### Task to complete:
Rewrite these lines with "peeling bark texture" substituted for "furrowed bark texture", leaving everything else as it is.

'''

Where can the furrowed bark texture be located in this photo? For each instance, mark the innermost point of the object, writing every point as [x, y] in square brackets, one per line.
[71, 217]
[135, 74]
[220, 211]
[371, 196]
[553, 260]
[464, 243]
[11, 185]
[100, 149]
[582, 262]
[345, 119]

'''

### Written reply:
Where can the peeling bark texture be located in this photo? For each instance, mark the innermost point of the object, writing every point as [x, y] in square brackets, one per line.
[71, 217]
[135, 74]
[220, 211]
[371, 196]
[553, 260]
[464, 243]
[11, 185]
[100, 149]
[582, 262]
[345, 119]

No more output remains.